PASSAGE PROVIDED:

Authors: Maxence Boels, Harry Robertshaw, Thomas C Booth, Prokar Dasgupta, Alejandro Granados, Sebastien Ourselin
Affiliation: Surgical and Interventional Engineering, King's College London

This repository contains the official implementation of DARIL (Dual-task Autoregressive Imitation Learning), presenting the first comprehensive comparison of Imitation Learning (IL) versus Reinforcement Learning (RL) for surgical action planning. Our work challenges conventional assumptions about RL superiority in sequential decision-making tasks.

• First systematic IL vs RL comparison for surgical action planning on CholecT50 dataset
• Novel DARIL architecture combining dual-task learning with autoregressive prediction
• Surprising findings: IL consistently outperforms sophisticated RL approaches (world models, direct video RL, inverse RL)
• Critical insights on evaluation bias and distribution matching in expert domains

Surgical action planning predicts future instrument-verb-target (IVT) triplets from laparoscopic video feeds for real-time surgical assistance. Unlike recognition tasks, planning requires multi-horizon prediction under safety-critical constraints with sparse annotations (100 distinct triplet classes, 0-3 simultaneous actions per frame).

DARIL combines three key components:

1. MHA Encoder - Temporal processing for current action recognition
2. GPT-2 Decoder - Causal autoregressive generation for future action prediction (20-frame context window)
3. Dual-task Optimization - Joint training on recognition + prediction with auxiliary losses

L = L_current + L_next + L_embed + L_phase

Input: 1024-dim Swin Transformer features
Output: Multi-horizon IVT triplet predictions (1s, 2s, 3s, 5s, 10s, 20s)

(Rows from a collection)

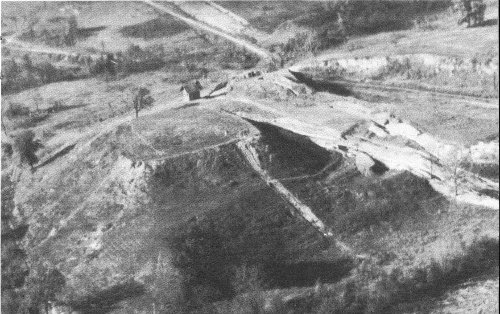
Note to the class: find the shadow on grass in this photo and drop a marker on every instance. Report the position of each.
(304, 274)
(188, 105)
(106, 301)
(89, 31)
(60, 153)
(490, 22)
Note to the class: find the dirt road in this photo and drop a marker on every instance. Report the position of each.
(166, 8)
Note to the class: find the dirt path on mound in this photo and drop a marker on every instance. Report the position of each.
(454, 183)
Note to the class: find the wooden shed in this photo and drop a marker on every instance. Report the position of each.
(191, 90)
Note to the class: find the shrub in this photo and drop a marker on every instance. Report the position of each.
(26, 145)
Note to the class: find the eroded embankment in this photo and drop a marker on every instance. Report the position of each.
(420, 71)
(380, 147)
(104, 216)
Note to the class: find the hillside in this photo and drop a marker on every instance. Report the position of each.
(328, 167)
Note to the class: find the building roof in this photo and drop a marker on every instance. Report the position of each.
(193, 86)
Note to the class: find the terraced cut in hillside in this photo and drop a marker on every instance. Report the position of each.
(334, 157)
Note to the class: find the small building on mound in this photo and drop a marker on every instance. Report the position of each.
(191, 90)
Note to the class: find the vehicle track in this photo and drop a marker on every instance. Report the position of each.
(482, 102)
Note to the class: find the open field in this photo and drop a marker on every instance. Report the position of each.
(329, 166)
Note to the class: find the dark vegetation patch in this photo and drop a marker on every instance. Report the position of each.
(247, 245)
(374, 290)
(306, 274)
(106, 301)
(14, 268)
(87, 32)
(155, 28)
(350, 206)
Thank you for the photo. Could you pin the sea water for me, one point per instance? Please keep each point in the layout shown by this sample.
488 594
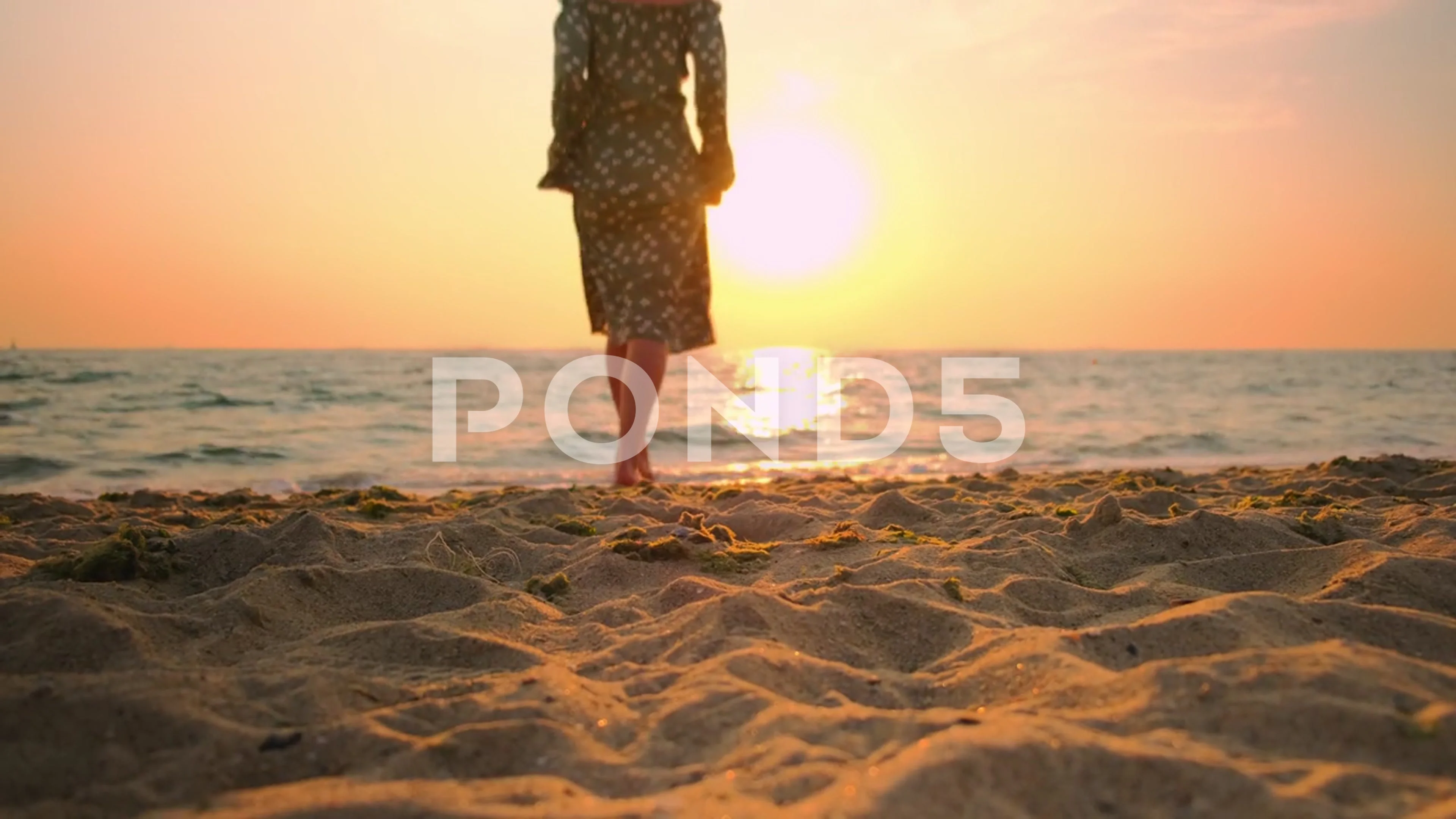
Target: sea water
81 423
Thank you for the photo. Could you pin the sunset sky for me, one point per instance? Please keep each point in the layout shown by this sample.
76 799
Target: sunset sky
988 174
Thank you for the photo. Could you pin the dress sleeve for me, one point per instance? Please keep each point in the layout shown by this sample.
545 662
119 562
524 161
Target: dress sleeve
570 98
711 93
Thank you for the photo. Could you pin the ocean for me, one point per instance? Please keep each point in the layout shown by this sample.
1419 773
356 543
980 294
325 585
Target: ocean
82 423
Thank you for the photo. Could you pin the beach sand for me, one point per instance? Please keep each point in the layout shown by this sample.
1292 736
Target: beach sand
1241 643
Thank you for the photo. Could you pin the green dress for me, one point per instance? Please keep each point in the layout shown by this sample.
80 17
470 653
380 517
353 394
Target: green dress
625 151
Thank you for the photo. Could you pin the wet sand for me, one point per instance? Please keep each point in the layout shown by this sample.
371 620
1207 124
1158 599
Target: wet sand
1241 643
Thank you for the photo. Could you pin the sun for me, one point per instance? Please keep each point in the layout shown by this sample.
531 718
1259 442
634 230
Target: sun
801 206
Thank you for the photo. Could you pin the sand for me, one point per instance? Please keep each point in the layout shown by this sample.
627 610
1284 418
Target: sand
1241 643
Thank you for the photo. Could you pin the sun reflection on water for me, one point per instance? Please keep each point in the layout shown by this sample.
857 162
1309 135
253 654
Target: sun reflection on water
800 395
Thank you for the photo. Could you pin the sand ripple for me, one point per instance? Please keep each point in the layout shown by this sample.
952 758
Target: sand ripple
1251 643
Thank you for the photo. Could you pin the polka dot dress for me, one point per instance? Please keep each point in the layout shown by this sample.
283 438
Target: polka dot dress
625 151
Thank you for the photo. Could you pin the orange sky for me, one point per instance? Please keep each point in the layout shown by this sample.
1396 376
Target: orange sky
1122 174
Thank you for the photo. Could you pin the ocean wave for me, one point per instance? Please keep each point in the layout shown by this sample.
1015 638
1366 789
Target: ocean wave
15 468
89 377
121 473
218 455
1159 445
721 433
218 400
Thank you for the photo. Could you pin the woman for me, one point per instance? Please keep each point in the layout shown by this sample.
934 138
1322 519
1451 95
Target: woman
641 187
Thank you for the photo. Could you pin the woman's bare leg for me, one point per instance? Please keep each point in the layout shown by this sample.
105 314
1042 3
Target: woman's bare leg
627 471
651 356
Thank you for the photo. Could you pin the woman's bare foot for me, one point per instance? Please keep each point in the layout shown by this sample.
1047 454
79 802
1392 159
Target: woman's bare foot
644 467
628 474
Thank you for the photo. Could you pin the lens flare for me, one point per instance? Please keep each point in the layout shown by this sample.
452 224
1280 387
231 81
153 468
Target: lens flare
801 207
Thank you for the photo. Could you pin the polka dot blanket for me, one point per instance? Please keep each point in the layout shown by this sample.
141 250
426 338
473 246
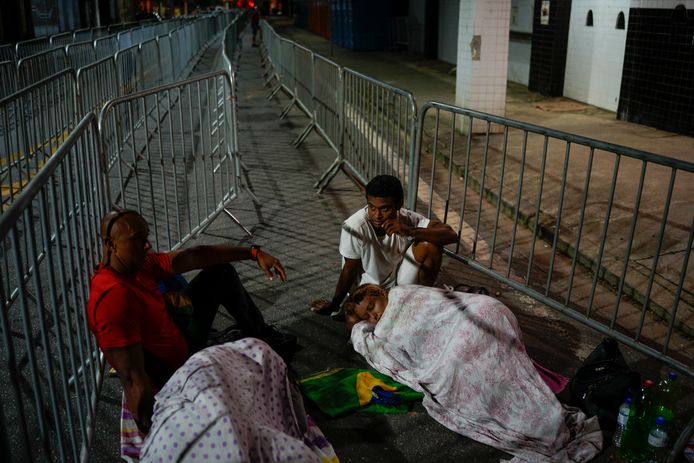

INSTRUCTIONS:
A. Answer these questions using the DARIL repository description:
(i) On which dataset is the IL versus RL comparison carried out?
(ii) How many frames make up the context window of the GPT-2 decoder?
(iii) What input features does DARIL take?
B. Extend the DARIL repository description from its final line, keeping its formal technical style.

ANSWERS TO EACH TASK:
A.
(i) CholecT50
(ii) 20 frames
(iii) 1024-dim Swin Transformer features

B.
Key Insight: DARIL maintains robust temporal consistency with only 13.1% relative performance decrease from 1s to 10s planning horizons, while world model RL catastrophically degrades to 3.1% mAP.

Our analysis identifies critical factors:

1. Expert-Optimal Demonstrations - CholecT50 contains near-optimal expert data; RL explores valid alternatives penalized by expert-similarity metrics
2. Evaluation Metric Alignment - Test metrics directly reward expert-like behavior, systematically favoring IL
3. State-Action Representation Challenges - Frame embeddings + discrete action triplets + sparse rewards limit RL learning
4. Distribution Mismatch - RL policies optimized for different objectives produce behaviors misaligned with test distributions
5. Limited Exploration Benefits - Safety constraints and expert optimality reduce advantages from exploration

• Method Selection: Well-optimized IL may outperform sophisticated RL in expert domains with high-quality demonstrations
• Hybrid Approaches: Bootstrap RL with IL-learned skills, explore safely in simulation/world models
• Safety Advantages: IL inherently stays closer to expert behavior for clinical deployment
• Evaluation Frameworks: Alternative metrics focusing on patient outcomes (beyond expert similarity) may favor RL

The repository is organized for easy navigation and reproducibility. See STRUCTURE.md for detailed documentation.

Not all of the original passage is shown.